### Исходные данные
====================
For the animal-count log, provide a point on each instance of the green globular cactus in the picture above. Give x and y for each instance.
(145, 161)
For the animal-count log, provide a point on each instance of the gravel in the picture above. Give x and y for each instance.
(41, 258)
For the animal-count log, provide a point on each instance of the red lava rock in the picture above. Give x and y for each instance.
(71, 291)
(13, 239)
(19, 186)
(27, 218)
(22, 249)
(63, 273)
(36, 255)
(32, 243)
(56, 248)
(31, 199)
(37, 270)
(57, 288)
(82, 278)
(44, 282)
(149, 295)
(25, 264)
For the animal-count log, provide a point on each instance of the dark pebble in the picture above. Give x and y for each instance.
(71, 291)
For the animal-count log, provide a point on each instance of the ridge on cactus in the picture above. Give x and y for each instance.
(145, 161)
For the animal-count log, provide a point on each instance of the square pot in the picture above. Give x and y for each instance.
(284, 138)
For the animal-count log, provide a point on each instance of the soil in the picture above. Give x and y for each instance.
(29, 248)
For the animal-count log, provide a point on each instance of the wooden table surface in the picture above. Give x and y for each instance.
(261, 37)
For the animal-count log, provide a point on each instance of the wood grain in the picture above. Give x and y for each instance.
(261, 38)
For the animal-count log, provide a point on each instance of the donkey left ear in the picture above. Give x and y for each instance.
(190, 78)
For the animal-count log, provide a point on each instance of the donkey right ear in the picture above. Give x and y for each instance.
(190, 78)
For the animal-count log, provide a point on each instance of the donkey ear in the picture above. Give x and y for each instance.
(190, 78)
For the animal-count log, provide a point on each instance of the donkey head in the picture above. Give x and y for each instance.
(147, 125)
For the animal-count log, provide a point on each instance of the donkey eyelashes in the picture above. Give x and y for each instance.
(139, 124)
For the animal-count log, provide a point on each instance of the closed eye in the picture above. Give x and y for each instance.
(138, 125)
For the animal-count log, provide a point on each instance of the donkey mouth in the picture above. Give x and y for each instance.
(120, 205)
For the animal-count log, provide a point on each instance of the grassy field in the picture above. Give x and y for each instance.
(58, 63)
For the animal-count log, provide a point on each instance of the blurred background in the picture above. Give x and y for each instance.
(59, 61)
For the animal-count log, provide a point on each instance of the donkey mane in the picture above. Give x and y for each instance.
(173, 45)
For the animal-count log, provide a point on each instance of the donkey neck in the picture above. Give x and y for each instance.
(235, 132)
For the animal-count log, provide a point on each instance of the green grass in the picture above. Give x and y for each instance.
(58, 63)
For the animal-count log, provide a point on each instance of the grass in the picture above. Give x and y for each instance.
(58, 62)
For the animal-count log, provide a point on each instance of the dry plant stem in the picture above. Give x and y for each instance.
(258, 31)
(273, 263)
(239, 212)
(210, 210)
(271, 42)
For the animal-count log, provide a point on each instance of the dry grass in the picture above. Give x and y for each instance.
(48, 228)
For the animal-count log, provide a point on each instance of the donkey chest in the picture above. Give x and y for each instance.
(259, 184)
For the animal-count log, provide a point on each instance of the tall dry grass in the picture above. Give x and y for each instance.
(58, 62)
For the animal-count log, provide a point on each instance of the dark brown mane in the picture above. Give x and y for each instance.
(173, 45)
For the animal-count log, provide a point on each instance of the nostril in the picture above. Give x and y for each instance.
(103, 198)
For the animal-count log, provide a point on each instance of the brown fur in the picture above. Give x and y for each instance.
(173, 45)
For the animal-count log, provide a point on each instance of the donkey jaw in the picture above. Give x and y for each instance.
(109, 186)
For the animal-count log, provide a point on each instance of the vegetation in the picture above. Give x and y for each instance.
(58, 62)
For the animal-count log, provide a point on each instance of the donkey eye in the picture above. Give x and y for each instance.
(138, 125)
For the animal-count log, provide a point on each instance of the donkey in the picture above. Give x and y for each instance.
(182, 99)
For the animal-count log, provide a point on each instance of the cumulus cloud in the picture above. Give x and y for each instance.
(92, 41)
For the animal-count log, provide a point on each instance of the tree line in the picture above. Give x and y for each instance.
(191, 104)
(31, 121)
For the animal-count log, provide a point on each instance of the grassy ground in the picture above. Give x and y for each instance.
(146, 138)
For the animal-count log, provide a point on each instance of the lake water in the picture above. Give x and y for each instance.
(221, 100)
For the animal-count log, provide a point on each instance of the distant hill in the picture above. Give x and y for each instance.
====================
Перепечатайте без изменений строки материала от строки, содержащей «donkey eye in», до конца материала включительно.

For the animal-count log, provide a point on each instance of the donkey eye in the picture above. Give x and y for each instance.
(138, 125)
For the animal-count log, provide a point on each instance of the donkey in the picture above. Give x and y for each instance.
(182, 99)
For the animal-count log, provide a point on each instance of the cumulus cloud in the picture above. Give x and y for each instance.
(92, 41)
For the animal-count log, provide a point on each instance of the tree line in the picture above. Give x and y for each instance.
(191, 104)
(31, 121)
For the animal-count log, provide a point on each instance of the grassy ground in the picture above. Give x and y for each instance.
(146, 138)
For the animal-count log, provide a point on each instance of the lake water in the picture above. Give x and y for each instance.
(221, 100)
For the animal-count log, provide a point on each instance of the distant hill in the picture above. Give x and y for each instance.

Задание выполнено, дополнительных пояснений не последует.